STUDY TEXT.

As to jurisdictional amount, the petition alleged that due to increasing coal prices the defendants were entitled to receive from IPS under the contract higher prices amounting to approximately $225,000.00 per month.

Defendants' motion to drop parties was in fact filed contemporaneously with the removal petition, and plaintiffs' motion to remand was filed four days later.

We have no trouble with the district court's determination that the amount in controversy in this case exceeds $10,000.00 exclusive of interest and costs. With respect to contract years beginning after June 30, 1976, the coal companies are obligated to deliver under the contract not less than 600,000 short tons of coal per year. In view of generally rising prices and production costs, it is obvious that whether the amount in controversy is measured from the standpoint of the plaintiffs or whether it is measured from the standpoint of the defendants, the financial consequences of the litigation will be far more than $10,000.00. If plaintiffs prevail, they will save the difference between the contract price and any higher price that may be fixed by the arbitrator; if the defendants prevail they will be entitled to the benefit of that difference. In this period of inflation there is little reason to believe that the arbitrator would adjust the contract price downward in favor of the power companies.

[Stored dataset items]
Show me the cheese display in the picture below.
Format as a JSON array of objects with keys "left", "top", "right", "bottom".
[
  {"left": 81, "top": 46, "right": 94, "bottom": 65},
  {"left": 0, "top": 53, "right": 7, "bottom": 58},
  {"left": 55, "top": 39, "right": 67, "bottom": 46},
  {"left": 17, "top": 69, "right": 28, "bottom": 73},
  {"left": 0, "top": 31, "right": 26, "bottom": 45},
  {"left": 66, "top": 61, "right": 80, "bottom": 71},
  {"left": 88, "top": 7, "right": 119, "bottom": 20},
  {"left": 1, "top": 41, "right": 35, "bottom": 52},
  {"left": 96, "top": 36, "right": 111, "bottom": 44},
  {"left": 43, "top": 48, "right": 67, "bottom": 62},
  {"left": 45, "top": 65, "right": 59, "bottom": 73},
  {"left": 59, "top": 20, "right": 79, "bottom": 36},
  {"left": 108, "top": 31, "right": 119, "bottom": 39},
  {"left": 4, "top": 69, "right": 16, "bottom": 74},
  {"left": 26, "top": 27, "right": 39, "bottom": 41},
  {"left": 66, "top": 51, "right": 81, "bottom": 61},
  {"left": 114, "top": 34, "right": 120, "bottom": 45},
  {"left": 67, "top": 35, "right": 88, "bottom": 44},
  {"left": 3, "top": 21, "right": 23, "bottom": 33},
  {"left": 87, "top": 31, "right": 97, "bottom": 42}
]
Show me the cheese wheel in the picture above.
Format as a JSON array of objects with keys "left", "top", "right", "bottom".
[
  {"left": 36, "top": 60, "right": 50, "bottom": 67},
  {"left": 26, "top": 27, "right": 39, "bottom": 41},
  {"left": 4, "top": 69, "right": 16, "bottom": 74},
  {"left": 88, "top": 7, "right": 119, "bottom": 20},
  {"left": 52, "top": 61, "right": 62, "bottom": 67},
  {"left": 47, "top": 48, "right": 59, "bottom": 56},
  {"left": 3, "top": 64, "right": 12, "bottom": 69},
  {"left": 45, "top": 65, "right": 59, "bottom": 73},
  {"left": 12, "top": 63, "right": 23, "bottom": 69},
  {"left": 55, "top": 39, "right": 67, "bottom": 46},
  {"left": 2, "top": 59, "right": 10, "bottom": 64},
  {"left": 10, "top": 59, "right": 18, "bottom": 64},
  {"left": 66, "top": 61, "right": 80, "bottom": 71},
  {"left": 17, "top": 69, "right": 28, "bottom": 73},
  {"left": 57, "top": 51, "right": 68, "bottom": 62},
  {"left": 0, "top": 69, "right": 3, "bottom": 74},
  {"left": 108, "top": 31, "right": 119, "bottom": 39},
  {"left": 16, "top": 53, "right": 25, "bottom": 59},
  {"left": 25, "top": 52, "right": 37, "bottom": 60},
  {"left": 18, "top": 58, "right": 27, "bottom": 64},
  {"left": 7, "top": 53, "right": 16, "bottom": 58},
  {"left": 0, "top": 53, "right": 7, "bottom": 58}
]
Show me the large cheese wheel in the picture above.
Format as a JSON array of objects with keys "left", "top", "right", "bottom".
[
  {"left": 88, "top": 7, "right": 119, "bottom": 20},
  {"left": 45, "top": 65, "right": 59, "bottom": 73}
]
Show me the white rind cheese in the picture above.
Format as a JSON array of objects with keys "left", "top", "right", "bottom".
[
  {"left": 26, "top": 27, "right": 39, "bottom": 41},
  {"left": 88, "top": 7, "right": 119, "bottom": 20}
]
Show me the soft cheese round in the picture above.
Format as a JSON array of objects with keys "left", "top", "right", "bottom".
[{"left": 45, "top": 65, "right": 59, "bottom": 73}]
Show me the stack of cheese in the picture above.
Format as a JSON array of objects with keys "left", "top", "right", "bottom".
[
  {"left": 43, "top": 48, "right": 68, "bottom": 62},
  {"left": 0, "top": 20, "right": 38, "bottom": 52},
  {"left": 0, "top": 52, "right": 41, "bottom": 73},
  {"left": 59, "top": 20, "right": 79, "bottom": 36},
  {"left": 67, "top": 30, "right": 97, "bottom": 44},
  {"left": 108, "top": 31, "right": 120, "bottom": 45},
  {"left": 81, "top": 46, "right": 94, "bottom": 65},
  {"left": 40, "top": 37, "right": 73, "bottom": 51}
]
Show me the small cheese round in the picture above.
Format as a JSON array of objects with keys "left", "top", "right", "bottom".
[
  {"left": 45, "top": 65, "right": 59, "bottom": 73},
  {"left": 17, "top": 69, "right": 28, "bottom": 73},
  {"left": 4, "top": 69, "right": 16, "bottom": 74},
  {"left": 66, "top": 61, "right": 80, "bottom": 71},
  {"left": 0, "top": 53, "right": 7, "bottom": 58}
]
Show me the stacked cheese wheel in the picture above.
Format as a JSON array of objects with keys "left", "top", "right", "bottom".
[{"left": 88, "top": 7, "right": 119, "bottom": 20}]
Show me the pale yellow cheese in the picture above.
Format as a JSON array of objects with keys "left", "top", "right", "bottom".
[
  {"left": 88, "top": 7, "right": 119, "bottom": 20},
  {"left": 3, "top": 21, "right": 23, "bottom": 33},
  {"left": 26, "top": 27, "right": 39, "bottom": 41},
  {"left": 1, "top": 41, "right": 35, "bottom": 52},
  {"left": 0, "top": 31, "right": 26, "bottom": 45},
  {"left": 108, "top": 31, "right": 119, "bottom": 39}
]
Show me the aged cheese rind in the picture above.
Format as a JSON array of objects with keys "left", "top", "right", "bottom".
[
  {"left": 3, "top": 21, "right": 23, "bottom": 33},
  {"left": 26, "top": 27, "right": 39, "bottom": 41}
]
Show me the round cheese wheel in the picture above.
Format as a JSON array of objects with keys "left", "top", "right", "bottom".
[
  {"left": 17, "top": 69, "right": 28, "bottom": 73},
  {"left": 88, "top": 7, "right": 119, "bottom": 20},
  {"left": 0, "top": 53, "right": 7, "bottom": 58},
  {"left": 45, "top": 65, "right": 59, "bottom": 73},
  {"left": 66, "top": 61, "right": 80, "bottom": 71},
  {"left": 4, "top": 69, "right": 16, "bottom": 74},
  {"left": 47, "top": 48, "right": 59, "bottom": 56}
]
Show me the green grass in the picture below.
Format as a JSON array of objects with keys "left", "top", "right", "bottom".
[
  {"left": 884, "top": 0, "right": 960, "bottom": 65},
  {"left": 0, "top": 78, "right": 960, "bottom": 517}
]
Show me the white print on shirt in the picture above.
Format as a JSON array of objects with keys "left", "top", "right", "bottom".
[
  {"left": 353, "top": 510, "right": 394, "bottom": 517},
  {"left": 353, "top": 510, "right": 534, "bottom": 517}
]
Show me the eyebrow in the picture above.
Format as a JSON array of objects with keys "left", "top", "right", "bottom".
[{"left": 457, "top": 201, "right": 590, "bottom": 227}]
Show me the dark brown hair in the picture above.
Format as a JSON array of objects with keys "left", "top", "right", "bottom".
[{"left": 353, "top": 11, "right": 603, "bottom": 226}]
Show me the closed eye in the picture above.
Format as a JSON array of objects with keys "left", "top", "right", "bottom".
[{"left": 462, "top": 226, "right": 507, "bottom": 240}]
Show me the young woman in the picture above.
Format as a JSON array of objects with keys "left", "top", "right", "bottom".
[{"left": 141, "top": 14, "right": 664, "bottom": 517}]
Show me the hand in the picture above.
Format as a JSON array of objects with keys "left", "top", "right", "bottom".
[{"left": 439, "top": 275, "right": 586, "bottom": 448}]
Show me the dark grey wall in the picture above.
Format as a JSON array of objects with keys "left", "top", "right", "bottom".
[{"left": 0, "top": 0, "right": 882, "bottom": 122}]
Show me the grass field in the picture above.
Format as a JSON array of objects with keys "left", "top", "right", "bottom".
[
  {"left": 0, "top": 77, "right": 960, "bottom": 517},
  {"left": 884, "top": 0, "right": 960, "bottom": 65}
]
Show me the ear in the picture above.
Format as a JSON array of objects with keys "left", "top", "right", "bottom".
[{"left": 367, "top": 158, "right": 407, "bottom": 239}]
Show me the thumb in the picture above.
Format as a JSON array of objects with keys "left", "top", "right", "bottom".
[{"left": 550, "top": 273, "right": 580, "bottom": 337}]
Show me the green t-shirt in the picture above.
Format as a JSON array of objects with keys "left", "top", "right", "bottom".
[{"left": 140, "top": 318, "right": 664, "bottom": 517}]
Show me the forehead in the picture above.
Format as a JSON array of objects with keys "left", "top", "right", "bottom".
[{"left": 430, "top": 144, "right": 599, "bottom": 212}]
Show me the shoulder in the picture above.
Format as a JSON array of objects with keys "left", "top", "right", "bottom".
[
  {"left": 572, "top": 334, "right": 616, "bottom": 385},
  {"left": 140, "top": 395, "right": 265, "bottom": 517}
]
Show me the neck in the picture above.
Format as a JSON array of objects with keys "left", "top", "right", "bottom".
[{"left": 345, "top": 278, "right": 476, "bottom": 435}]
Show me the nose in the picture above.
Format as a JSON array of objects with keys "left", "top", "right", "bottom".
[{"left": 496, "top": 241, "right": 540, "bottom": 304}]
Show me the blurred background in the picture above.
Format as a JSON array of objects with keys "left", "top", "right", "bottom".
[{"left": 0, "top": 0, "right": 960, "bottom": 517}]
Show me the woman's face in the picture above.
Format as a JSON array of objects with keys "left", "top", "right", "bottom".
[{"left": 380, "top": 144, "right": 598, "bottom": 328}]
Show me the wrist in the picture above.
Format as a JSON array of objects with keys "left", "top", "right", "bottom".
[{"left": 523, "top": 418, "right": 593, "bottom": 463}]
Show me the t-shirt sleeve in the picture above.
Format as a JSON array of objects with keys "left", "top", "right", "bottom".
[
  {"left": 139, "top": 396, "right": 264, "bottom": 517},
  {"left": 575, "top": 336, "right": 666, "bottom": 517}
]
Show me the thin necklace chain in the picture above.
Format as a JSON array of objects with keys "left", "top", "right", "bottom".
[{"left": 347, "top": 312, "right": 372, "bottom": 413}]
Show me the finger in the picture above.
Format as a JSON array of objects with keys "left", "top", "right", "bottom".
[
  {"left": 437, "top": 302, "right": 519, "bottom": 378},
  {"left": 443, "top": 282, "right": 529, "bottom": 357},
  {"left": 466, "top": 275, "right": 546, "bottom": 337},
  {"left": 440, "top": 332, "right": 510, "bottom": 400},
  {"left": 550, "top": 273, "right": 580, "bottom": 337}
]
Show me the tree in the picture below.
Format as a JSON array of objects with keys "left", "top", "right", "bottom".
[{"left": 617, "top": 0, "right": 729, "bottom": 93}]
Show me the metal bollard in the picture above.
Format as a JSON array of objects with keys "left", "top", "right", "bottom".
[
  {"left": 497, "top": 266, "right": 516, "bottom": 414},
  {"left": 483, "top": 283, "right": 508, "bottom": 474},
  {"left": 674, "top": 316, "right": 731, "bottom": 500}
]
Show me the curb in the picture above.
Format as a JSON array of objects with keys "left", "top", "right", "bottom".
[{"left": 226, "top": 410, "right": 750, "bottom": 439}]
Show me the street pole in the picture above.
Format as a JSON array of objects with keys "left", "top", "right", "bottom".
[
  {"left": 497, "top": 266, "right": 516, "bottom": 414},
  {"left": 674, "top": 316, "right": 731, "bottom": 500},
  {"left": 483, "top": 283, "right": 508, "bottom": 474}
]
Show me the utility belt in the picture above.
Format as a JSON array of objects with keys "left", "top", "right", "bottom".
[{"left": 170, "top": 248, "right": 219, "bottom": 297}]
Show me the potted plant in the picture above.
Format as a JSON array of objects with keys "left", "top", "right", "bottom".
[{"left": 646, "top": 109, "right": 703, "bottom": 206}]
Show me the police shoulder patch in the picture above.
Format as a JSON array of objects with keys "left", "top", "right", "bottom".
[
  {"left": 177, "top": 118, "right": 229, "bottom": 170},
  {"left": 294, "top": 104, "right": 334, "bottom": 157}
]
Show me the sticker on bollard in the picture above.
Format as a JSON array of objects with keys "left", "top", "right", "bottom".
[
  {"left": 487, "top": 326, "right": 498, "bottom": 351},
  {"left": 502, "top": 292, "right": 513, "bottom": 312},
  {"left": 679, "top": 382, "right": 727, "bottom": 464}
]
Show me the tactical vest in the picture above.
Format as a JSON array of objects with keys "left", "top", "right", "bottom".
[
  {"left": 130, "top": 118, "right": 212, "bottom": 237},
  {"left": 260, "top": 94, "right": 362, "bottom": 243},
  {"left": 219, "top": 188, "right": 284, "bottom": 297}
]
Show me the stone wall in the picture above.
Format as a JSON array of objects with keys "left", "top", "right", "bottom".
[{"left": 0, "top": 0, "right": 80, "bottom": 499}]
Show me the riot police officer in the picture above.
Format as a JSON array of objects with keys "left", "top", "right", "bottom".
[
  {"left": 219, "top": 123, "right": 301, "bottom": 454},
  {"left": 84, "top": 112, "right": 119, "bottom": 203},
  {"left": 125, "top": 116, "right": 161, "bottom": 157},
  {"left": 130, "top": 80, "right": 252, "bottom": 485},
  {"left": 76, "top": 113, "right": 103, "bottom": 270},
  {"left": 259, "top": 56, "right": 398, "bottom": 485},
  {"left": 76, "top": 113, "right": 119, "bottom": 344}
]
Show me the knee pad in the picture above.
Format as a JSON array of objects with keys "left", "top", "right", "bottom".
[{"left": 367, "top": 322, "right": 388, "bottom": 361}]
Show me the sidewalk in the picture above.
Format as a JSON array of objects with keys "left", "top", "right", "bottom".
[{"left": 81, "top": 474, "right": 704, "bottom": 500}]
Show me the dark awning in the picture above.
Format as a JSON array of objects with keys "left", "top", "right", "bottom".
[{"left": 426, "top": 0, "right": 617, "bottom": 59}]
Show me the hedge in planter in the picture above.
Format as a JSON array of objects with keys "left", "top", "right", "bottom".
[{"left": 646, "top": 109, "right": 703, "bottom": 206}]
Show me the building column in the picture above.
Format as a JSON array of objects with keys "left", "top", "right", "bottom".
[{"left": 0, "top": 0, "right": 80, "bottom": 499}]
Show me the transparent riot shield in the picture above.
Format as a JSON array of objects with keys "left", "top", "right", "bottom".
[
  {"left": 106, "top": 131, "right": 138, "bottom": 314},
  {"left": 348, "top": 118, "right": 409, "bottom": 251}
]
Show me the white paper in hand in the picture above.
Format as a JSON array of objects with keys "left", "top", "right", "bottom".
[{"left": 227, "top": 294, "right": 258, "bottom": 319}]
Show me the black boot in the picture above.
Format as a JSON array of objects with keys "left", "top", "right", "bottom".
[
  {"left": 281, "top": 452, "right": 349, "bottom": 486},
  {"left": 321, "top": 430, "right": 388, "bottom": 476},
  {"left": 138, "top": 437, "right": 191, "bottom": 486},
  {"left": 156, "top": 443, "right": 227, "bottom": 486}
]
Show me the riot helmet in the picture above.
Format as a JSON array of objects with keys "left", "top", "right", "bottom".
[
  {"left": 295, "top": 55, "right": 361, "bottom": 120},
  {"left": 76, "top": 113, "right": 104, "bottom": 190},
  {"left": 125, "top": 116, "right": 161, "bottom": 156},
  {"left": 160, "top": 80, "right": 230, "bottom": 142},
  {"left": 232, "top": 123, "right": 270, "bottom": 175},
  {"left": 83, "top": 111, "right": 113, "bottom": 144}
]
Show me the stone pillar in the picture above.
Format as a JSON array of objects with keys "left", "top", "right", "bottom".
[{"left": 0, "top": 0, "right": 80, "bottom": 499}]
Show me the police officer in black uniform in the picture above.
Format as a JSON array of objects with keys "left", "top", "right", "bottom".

WORK INSTRUCTION 1. In the coal contract ruling, reproduce the passage starting at "As to jurisdictional" and ending at "four days later.", swapping "contemporaneously" for "simultaneously".
WORK INSTRUCTION 2. Using the coal contract ruling, answer yes or no to each statement and quote the words that decide it: (a) The plaintiffs' motion to remand came four days after the defendants' motion to drop parties. (b) For contract years beginning after June 30, 1976, the coal companies must deliver at least 600,000 short tons of coal per year. (c) The court disagreed with the district court about whether the amount in controversy exceeds $10,000.00.

ANSWER SPACE 1.
As to jurisdictional amount, the petition alleged that due to increasing coal prices the defendants were entitled to receive from IPS under the contract higher prices amounting to approximately $225,000.00 per month.

Defendants' motion to drop parties was in fact filed simultaneously with the removal petition, and plaintiffs' motion to remand was filed four days later.

ANSWER SPACE 2.
(a) Yes: "Defendants' motion to drop parties was in fact filed contemporaneously with the removal petition, and plaintiffs' motion to remand was filed four days later."
(b) Yes: "With respect to contract years beginning after June 30, 1976, the coal companies are obligated to deliver under the contract not less than 600,000 short tons of coal per year."
(c) No: "We have no trouble with the district court's determination that the amount in controversy in this case exceeds $10,000.00 exclusive of interest and costs."